* _WORK INSTRUCTIONS_
Please find the lines in the entries below that contain the word "suit", and copy each one.

* _DATA EXCERPTS_
───

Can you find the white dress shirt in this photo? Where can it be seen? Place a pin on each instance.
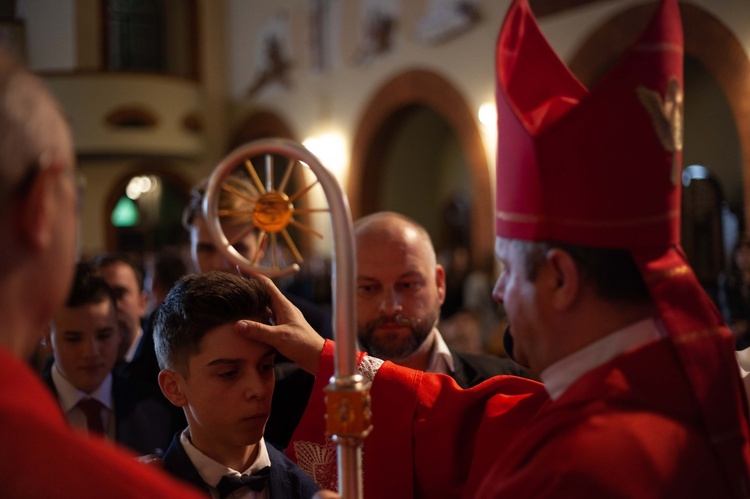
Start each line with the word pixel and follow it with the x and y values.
pixel 68 397
pixel 212 471
pixel 558 377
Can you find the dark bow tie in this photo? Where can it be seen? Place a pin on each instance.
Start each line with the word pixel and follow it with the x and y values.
pixel 255 481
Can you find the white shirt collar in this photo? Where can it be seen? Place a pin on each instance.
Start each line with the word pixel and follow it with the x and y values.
pixel 133 346
pixel 441 360
pixel 212 471
pixel 68 395
pixel 558 377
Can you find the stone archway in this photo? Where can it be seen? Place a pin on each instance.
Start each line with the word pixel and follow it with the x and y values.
pixel 427 88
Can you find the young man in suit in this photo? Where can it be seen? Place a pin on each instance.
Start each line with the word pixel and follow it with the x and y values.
pixel 293 385
pixel 84 338
pixel 224 383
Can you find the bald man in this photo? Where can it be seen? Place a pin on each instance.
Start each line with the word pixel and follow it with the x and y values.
pixel 400 289
pixel 40 454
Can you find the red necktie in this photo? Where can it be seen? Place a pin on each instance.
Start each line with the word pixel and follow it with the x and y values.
pixel 92 408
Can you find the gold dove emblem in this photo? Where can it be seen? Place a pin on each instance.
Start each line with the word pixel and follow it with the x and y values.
pixel 666 118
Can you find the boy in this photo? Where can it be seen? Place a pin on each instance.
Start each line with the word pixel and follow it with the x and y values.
pixel 224 383
pixel 84 338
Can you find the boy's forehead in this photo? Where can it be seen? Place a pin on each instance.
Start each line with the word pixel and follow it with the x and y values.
pixel 224 342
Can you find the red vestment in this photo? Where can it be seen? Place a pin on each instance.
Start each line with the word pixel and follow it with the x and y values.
pixel 633 422
pixel 41 456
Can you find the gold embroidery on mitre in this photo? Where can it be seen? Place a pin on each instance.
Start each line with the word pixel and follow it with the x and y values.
pixel 667 274
pixel 508 216
pixel 666 117
pixel 699 335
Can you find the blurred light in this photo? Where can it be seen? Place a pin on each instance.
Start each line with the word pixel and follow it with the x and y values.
pixel 125 213
pixel 330 148
pixel 140 185
pixel 694 172
pixel 487 114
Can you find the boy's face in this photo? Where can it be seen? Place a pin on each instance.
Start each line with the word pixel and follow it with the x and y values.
pixel 84 341
pixel 228 391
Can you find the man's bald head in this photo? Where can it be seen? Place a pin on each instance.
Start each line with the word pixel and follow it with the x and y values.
pixel 400 286
pixel 389 225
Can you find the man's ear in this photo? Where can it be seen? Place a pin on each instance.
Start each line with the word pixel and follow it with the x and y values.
pixel 171 387
pixel 47 339
pixel 566 279
pixel 142 302
pixel 35 219
pixel 440 282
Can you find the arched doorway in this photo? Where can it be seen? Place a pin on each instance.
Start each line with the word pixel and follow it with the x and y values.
pixel 418 144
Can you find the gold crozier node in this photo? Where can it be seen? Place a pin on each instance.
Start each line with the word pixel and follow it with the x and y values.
pixel 273 211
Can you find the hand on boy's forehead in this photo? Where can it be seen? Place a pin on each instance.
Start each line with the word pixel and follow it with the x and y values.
pixel 225 344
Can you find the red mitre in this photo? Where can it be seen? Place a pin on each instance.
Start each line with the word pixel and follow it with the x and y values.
pixel 601 168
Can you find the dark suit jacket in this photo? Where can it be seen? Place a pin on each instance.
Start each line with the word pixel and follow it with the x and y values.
pixel 141 423
pixel 471 368
pixel 287 480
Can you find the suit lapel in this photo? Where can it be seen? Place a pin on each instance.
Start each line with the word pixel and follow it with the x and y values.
pixel 177 462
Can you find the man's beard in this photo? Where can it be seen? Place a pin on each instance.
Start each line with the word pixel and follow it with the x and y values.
pixel 393 345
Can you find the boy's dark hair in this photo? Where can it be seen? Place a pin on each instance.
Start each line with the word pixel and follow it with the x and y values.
pixel 89 287
pixel 107 259
pixel 199 303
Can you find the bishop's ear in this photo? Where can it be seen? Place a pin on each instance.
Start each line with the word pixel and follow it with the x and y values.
pixel 566 276
pixel 170 383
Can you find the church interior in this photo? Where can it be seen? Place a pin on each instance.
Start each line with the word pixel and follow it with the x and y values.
pixel 395 97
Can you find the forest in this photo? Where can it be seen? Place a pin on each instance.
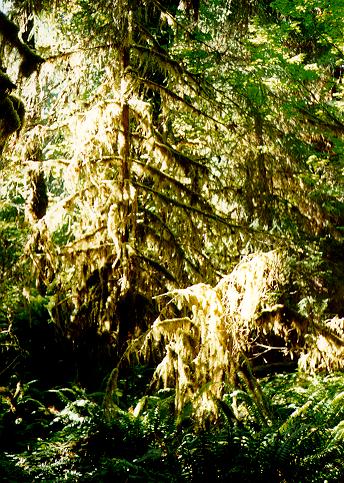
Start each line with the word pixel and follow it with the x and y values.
pixel 172 241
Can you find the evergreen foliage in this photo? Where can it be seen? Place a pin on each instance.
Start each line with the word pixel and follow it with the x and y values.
pixel 171 230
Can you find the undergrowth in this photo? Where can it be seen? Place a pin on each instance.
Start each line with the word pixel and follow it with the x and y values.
pixel 65 435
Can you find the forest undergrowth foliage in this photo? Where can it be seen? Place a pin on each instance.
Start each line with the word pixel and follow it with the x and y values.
pixel 73 440
pixel 174 198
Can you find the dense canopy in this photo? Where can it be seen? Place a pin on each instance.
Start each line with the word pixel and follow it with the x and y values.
pixel 171 202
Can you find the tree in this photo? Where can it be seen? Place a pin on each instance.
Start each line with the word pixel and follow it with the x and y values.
pixel 174 140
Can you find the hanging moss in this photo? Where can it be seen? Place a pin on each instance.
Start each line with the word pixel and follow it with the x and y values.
pixel 30 60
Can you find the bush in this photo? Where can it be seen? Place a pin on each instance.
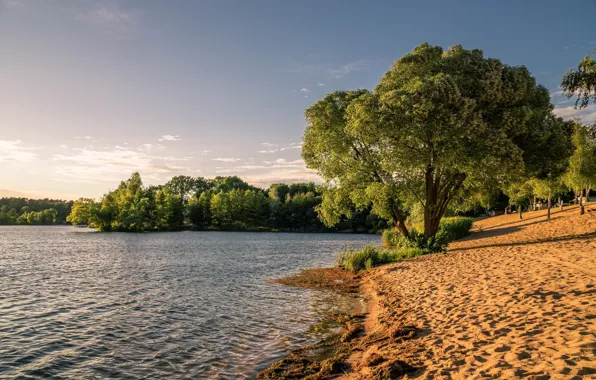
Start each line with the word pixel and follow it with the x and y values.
pixel 371 256
pixel 450 229
pixel 455 228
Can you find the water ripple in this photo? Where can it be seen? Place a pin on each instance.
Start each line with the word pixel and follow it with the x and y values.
pixel 80 304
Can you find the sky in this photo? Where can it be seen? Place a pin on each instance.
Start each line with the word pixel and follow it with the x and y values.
pixel 91 91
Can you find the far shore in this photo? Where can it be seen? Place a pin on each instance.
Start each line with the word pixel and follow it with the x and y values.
pixel 514 299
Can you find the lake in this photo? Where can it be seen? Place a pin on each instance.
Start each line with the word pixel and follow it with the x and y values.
pixel 75 303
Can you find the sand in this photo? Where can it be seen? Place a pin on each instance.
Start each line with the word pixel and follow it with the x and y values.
pixel 514 299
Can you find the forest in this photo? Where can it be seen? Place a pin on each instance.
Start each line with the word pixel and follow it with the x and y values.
pixel 25 211
pixel 219 204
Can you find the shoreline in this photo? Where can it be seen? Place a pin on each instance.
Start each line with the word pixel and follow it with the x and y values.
pixel 516 298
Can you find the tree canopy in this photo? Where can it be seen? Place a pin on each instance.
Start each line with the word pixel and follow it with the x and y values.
pixel 439 122
pixel 581 82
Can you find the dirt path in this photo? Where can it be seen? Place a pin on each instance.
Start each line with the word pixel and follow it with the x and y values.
pixel 514 299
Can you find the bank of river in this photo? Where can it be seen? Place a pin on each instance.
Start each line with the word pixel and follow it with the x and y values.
pixel 79 304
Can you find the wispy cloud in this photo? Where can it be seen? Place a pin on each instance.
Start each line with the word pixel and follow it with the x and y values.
pixel 336 71
pixel 13 3
pixel 111 165
pixel 103 14
pixel 14 151
pixel 349 68
pixel 226 159
pixel 269 151
pixel 585 115
pixel 169 138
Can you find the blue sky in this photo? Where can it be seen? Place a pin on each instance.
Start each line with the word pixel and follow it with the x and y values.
pixel 93 90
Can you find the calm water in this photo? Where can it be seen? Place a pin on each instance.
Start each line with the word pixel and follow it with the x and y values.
pixel 79 304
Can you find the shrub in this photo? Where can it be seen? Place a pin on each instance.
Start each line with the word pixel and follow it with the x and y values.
pixel 455 228
pixel 450 229
pixel 371 256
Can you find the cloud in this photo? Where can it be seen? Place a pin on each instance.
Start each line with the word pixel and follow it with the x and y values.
pixel 328 69
pixel 105 15
pixel 226 159
pixel 169 138
pixel 268 151
pixel 284 176
pixel 291 147
pixel 13 3
pixel 348 68
pixel 14 151
pixel 89 165
pixel 585 115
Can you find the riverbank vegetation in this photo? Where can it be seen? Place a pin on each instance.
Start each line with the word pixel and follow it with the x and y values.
pixel 24 211
pixel 443 132
pixel 221 204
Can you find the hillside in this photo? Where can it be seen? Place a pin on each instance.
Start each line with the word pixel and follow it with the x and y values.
pixel 517 298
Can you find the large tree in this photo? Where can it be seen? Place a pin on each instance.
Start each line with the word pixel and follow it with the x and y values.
pixel 581 174
pixel 582 81
pixel 437 122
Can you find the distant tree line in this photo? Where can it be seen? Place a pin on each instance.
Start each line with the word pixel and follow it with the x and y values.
pixel 33 211
pixel 443 132
pixel 221 203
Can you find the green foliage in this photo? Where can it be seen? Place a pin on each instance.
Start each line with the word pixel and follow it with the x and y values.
pixel 450 229
pixel 132 208
pixel 581 172
pixel 82 212
pixel 440 124
pixel 370 256
pixel 33 211
pixel 582 81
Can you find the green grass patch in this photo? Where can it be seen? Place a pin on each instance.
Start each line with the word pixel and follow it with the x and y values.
pixel 371 256
pixel 450 229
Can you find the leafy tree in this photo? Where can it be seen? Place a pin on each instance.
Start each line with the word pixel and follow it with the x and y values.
pixel 438 121
pixel 547 188
pixel 186 185
pixel 82 212
pixel 581 174
pixel 278 191
pixel 519 194
pixel 582 81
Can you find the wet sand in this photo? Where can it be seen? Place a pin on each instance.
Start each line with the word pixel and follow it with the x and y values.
pixel 517 298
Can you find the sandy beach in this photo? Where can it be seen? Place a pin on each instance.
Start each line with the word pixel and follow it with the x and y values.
pixel 517 298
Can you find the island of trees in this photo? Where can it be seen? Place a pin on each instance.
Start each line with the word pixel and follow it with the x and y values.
pixel 222 203
pixel 445 130
pixel 444 133
pixel 24 211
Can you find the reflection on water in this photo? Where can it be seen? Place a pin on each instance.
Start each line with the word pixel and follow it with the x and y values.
pixel 80 304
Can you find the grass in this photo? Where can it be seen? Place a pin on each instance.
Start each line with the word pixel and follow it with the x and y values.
pixel 450 229
pixel 398 248
pixel 371 256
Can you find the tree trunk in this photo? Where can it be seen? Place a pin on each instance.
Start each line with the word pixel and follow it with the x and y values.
pixel 549 202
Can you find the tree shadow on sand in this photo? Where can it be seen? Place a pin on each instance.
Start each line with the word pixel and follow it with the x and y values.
pixel 503 231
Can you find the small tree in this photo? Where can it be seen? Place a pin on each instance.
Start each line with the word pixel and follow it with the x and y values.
pixel 582 81
pixel 436 121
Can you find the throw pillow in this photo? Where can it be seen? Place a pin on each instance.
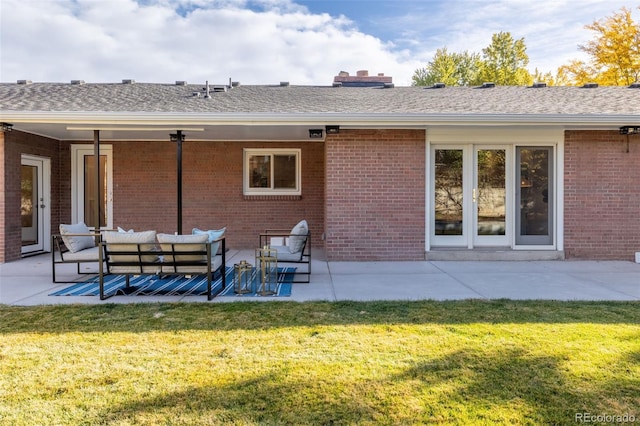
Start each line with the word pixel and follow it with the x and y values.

───

* _RESULT OF THE EXERCISE_
Can you find the young man in suit in this photo? Where can it be seen? Place a pin on each instance.
Can you find the dark suit jacket in this photo? Where can it be seen? Place a pin on each instance.
Can you find the suit lapel in this photo? Where can it be seen? Place a pin on each instance.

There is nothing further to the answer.